[SOURCE DATA — start]

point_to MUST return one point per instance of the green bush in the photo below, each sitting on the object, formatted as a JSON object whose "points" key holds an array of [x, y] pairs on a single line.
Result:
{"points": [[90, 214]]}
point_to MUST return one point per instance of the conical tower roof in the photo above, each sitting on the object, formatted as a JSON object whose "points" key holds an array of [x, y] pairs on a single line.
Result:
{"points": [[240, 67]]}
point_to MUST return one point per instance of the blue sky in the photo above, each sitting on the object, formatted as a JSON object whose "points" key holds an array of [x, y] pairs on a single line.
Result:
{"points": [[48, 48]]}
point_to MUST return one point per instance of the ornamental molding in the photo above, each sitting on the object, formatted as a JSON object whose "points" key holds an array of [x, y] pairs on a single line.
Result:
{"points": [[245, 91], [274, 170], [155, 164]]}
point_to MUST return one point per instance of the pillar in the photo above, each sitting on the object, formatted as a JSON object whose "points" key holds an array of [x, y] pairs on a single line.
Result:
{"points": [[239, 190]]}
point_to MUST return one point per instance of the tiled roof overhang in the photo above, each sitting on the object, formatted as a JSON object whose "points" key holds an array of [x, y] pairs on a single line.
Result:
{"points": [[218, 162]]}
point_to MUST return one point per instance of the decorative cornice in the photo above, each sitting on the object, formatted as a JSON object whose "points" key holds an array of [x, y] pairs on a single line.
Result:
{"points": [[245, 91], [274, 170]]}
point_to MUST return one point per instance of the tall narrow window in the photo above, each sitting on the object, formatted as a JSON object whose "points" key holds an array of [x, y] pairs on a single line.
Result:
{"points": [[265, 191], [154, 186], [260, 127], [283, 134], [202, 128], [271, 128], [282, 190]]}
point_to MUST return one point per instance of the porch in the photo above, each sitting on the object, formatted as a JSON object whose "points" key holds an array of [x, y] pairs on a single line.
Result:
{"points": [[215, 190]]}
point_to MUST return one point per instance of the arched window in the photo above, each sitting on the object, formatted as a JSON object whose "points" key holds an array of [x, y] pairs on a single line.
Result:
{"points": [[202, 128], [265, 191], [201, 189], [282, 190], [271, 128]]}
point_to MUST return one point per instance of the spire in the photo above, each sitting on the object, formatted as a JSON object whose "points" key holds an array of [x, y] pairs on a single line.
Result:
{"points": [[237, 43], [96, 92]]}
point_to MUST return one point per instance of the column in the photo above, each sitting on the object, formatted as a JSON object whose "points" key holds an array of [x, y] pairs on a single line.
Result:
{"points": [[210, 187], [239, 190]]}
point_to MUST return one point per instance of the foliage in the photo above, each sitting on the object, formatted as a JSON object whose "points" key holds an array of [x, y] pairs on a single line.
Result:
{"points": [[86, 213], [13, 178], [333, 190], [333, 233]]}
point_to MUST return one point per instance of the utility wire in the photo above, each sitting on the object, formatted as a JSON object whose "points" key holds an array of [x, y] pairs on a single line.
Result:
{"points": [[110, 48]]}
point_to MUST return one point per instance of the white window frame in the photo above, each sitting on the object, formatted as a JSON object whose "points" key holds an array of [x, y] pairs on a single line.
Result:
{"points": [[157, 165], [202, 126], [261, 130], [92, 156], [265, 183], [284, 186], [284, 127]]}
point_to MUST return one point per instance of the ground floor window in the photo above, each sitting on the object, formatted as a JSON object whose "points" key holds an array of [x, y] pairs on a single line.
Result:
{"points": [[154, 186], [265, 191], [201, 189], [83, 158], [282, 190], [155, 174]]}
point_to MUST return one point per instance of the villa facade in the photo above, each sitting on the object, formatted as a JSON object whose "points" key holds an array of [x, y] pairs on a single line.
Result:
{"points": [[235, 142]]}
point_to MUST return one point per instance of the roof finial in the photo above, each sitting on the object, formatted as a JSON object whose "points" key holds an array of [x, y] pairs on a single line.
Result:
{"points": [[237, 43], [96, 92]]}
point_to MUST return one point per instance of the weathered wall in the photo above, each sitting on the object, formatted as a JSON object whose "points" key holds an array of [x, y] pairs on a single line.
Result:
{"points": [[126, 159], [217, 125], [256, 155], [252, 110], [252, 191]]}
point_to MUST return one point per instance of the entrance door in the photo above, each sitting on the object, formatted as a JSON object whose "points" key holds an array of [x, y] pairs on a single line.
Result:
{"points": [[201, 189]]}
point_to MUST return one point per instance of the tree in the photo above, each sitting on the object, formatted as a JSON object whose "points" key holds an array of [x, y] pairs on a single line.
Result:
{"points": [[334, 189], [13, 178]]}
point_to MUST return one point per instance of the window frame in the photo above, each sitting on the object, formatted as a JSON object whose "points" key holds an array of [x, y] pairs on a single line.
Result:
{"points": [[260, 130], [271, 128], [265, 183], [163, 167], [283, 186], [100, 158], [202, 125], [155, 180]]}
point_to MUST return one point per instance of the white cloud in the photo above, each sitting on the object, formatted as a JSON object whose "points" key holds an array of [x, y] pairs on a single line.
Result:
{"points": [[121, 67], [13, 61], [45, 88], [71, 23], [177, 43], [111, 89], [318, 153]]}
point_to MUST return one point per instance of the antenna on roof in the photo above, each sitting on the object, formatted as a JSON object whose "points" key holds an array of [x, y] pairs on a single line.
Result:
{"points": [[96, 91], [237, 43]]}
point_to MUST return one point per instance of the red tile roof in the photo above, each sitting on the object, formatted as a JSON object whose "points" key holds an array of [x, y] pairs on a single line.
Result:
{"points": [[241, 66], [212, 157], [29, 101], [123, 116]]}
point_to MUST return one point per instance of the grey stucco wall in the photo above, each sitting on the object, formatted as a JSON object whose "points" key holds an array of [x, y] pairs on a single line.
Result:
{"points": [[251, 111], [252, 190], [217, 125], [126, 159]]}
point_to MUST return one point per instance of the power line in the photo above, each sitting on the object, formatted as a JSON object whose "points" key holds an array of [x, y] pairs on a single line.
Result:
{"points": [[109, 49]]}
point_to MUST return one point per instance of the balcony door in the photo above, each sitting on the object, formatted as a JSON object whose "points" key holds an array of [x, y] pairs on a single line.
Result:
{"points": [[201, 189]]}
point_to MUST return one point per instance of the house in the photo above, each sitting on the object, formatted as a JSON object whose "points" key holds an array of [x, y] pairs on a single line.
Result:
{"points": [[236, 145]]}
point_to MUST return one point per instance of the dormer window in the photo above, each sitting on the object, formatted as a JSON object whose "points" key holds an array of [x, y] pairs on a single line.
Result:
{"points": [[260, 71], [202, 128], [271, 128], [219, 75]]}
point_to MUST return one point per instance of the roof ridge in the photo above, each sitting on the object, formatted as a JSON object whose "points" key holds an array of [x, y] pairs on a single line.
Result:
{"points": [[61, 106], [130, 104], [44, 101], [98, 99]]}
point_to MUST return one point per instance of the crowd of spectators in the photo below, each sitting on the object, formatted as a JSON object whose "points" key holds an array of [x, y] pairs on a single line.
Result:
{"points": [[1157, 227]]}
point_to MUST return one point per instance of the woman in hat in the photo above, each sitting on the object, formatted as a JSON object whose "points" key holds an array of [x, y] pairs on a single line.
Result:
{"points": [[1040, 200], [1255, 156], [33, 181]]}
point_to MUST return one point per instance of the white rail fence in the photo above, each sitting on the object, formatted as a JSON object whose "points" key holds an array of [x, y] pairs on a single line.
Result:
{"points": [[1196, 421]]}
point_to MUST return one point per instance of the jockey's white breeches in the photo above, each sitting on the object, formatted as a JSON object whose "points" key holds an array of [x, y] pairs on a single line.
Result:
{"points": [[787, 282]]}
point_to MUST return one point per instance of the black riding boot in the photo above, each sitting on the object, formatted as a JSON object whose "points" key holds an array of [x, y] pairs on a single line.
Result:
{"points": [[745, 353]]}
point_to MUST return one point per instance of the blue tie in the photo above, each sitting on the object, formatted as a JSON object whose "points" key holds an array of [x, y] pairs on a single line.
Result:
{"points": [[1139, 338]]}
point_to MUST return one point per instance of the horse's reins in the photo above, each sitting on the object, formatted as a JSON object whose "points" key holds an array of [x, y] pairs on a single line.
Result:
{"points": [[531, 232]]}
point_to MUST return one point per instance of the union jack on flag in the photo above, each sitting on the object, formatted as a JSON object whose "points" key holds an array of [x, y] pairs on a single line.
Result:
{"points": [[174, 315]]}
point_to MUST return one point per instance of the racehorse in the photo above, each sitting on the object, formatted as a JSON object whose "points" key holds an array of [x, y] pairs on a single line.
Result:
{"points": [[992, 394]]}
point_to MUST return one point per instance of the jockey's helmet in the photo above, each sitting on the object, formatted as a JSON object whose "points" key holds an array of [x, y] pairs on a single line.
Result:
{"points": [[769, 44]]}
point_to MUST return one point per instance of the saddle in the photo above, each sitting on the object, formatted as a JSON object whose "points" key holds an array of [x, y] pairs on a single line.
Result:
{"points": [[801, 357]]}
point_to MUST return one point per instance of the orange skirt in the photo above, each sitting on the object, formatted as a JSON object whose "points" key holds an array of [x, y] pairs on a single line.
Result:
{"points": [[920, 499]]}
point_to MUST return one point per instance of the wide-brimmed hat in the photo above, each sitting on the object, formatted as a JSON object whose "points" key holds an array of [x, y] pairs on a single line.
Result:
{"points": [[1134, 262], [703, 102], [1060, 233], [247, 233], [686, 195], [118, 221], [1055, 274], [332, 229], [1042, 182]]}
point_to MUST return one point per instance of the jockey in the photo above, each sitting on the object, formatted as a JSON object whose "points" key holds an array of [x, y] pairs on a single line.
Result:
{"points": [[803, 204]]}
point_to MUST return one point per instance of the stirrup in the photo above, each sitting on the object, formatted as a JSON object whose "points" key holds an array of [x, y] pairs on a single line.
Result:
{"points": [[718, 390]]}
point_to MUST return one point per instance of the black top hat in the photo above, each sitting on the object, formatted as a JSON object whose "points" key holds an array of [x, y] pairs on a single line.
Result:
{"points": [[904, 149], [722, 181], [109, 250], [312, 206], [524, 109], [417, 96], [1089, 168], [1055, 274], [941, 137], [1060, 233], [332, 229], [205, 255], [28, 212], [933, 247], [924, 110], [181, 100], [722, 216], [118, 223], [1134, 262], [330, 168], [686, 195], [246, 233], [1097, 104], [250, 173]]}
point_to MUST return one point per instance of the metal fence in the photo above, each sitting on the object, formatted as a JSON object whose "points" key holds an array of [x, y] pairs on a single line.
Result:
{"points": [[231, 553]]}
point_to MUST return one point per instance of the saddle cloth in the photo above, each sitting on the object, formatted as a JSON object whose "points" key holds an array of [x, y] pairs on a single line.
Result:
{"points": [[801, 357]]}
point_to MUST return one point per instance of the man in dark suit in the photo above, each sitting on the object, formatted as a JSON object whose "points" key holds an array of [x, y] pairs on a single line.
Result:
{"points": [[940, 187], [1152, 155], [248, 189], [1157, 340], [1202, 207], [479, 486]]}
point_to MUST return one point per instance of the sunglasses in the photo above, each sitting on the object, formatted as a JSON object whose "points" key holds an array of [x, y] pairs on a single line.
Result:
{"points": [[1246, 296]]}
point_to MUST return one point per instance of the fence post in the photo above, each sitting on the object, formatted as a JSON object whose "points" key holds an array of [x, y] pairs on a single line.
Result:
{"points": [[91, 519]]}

[SOURCE DATA — finish]

Would you state how many lines of the data above hold the string "wall"? Reply with the number alone.

2